> **GIVEN INSTRUCTION**
Please count the lines below that contain the string "fist" and give only that number.

> **RECORDS FOR THIS TASK**
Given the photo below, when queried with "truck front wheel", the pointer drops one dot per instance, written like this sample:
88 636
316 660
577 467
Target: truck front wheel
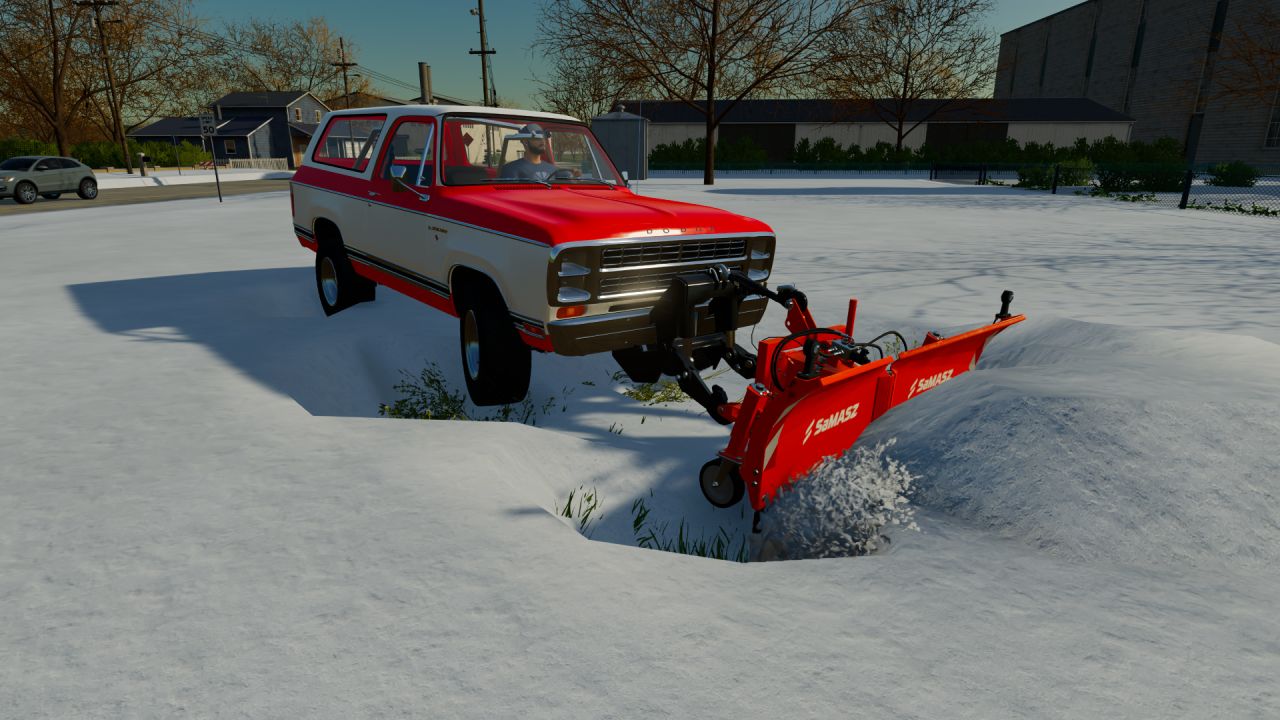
496 363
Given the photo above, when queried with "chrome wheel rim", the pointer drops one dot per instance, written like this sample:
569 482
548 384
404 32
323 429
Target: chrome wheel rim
471 343
329 281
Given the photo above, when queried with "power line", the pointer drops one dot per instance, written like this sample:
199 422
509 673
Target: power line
224 42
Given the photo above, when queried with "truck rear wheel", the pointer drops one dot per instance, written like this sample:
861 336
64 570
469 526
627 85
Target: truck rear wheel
496 363
337 282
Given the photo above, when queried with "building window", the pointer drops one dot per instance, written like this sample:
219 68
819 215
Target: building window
1274 127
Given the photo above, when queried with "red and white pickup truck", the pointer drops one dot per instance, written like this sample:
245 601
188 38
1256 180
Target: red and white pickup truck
519 224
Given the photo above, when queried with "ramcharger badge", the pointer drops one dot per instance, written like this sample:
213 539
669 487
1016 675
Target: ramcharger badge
823 424
920 384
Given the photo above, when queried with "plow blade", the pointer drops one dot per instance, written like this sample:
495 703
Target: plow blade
786 427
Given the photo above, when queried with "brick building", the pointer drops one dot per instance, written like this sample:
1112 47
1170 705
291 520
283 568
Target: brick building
1155 60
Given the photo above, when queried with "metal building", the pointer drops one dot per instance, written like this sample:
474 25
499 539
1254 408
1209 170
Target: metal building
1159 62
625 137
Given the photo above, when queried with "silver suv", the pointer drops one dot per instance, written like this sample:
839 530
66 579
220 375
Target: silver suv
27 177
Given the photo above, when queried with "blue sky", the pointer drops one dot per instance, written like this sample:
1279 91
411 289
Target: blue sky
394 35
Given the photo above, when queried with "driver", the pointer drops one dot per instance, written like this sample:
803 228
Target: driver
534 165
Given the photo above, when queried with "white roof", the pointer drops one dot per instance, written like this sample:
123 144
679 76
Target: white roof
396 110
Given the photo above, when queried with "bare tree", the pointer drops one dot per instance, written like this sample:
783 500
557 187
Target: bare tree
40 59
265 55
585 89
698 51
912 59
151 53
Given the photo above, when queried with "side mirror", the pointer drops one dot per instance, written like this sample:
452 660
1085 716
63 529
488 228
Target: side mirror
398 178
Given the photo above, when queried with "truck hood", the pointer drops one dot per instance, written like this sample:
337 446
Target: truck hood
561 214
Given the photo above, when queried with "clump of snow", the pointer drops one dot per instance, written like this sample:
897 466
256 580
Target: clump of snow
1102 442
841 509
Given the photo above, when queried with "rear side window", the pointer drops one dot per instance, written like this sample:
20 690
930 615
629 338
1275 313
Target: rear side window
348 141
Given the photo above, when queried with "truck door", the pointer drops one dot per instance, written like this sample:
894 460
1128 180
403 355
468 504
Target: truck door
397 217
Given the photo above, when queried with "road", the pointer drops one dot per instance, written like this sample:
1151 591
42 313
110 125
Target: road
136 195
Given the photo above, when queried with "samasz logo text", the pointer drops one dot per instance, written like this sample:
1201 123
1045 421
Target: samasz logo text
823 424
920 384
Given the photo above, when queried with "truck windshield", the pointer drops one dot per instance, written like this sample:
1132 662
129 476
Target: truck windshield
515 150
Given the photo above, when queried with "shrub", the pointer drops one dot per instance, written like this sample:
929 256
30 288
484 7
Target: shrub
1036 176
718 546
1233 174
1069 173
17 146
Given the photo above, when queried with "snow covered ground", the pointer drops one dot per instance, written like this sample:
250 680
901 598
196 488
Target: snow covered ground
201 513
110 181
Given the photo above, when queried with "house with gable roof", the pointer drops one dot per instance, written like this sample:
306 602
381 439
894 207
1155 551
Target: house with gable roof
250 126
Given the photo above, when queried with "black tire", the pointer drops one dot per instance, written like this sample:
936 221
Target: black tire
24 194
337 283
726 493
496 363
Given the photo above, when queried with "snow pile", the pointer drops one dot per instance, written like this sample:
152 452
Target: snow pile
841 509
1096 441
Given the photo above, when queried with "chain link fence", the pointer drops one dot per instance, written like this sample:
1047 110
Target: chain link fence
1233 187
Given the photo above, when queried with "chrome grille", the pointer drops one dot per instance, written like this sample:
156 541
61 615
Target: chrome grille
668 253
636 283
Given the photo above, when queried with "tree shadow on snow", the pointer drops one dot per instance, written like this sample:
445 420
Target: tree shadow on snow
268 324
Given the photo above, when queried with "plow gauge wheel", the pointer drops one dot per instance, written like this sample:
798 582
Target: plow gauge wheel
721 482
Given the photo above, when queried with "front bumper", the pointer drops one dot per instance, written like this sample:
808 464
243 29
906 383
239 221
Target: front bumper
632 328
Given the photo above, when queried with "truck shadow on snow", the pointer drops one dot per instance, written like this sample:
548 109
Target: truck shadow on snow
268 324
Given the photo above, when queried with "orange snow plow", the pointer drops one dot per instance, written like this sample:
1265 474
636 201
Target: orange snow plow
814 391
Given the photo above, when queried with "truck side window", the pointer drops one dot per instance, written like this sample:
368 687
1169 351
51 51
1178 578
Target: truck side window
348 141
411 147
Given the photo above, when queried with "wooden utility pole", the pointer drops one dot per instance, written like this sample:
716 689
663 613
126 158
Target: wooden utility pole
424 81
112 96
344 64
484 51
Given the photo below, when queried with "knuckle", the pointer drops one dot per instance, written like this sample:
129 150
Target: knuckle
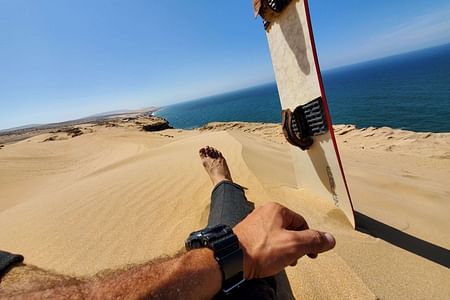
316 238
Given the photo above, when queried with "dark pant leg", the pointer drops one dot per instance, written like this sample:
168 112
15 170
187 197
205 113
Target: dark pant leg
229 206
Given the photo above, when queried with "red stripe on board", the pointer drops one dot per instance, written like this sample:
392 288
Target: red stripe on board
322 91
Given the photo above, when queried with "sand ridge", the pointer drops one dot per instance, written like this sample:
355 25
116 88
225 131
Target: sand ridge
113 195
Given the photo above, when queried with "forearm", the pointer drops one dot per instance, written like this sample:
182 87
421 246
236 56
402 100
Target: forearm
193 275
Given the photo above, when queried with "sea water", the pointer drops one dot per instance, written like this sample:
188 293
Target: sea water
409 91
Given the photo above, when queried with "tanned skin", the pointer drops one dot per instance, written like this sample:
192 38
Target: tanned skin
272 237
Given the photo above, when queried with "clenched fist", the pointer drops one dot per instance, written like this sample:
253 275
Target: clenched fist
273 237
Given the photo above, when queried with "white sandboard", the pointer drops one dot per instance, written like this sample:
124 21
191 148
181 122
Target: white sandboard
289 33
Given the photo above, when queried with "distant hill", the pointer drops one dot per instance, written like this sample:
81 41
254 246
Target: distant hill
93 118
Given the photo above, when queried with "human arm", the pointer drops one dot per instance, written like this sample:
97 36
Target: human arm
272 237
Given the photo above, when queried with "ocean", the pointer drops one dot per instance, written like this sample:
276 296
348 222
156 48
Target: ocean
408 91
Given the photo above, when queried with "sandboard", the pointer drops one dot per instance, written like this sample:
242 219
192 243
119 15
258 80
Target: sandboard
315 154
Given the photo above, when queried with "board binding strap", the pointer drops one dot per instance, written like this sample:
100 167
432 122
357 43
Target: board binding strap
307 121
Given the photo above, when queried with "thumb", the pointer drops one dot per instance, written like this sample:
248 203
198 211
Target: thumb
313 241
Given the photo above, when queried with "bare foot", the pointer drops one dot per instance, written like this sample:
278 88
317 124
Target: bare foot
215 164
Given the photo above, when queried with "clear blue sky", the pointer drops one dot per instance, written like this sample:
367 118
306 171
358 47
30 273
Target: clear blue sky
61 60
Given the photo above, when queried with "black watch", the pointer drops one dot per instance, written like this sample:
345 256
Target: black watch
229 255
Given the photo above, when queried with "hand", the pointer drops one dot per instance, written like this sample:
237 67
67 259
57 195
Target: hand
273 237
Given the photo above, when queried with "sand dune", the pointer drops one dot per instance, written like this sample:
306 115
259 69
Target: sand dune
113 195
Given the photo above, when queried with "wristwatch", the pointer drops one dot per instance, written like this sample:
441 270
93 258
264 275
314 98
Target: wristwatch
227 252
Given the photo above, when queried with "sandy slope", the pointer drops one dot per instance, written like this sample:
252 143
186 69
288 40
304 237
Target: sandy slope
114 196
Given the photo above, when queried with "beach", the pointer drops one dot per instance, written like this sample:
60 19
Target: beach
114 195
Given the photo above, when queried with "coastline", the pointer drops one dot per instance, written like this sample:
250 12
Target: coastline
109 197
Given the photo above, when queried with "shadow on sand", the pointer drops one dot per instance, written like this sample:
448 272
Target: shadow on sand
403 240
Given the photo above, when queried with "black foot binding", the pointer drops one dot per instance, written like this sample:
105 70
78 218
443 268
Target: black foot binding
307 121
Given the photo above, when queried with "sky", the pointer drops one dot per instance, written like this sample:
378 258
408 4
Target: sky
61 60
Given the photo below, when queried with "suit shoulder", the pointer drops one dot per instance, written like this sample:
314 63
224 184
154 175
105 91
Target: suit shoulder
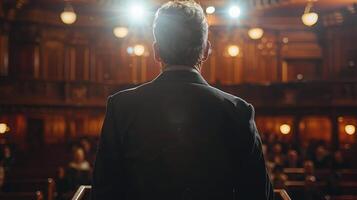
127 92
237 101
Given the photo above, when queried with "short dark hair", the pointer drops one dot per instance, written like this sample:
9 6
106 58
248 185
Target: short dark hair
180 31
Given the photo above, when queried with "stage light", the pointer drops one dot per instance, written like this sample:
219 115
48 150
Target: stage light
120 32
310 19
350 129
233 50
130 50
210 9
4 128
234 11
285 129
256 33
139 50
68 16
137 11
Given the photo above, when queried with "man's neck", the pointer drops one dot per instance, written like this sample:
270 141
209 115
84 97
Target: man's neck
180 68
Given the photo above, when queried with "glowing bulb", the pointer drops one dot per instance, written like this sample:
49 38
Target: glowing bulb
68 16
210 10
120 32
350 129
285 129
233 50
137 11
139 50
256 33
3 128
310 19
130 50
234 11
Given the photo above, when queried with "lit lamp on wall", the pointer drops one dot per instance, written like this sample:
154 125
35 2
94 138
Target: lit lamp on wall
210 10
139 50
309 18
233 50
285 129
350 129
68 16
4 128
120 32
256 33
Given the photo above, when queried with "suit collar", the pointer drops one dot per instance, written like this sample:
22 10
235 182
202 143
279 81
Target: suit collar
184 76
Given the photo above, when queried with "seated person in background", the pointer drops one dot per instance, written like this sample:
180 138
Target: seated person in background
79 170
62 185
309 168
2 177
293 160
87 147
277 156
7 158
279 178
338 162
322 158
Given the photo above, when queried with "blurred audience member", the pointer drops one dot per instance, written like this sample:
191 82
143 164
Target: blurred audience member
7 159
338 162
293 160
321 158
279 178
277 156
2 177
79 170
62 184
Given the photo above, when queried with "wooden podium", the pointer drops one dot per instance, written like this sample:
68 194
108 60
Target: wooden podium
83 193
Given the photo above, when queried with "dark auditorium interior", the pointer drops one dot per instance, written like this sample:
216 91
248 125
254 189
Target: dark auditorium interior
294 60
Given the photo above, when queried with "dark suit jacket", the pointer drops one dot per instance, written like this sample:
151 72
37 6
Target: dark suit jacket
179 138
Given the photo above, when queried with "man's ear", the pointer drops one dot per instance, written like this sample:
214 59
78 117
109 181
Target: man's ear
207 51
156 52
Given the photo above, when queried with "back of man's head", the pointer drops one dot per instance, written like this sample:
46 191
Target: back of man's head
180 32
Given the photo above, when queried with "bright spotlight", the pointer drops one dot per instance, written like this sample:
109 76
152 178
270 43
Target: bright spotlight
233 50
3 128
285 129
139 50
350 129
234 11
120 32
130 50
310 19
256 33
210 9
137 11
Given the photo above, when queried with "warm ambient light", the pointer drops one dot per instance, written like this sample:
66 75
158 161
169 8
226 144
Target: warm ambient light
210 10
285 129
256 33
139 50
233 50
137 11
234 11
350 129
310 19
4 128
120 32
68 16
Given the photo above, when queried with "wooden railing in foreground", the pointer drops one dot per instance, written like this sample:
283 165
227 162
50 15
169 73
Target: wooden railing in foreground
21 195
83 193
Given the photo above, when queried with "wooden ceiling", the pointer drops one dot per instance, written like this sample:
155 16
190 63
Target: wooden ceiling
252 8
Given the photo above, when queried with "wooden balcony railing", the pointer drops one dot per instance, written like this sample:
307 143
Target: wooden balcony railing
56 93
83 193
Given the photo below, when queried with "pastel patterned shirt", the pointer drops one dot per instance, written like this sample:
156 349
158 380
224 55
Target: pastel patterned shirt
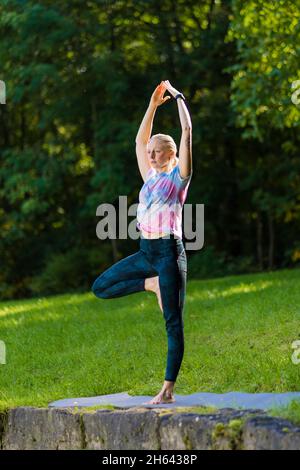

> **SOLUTION BELOW**
2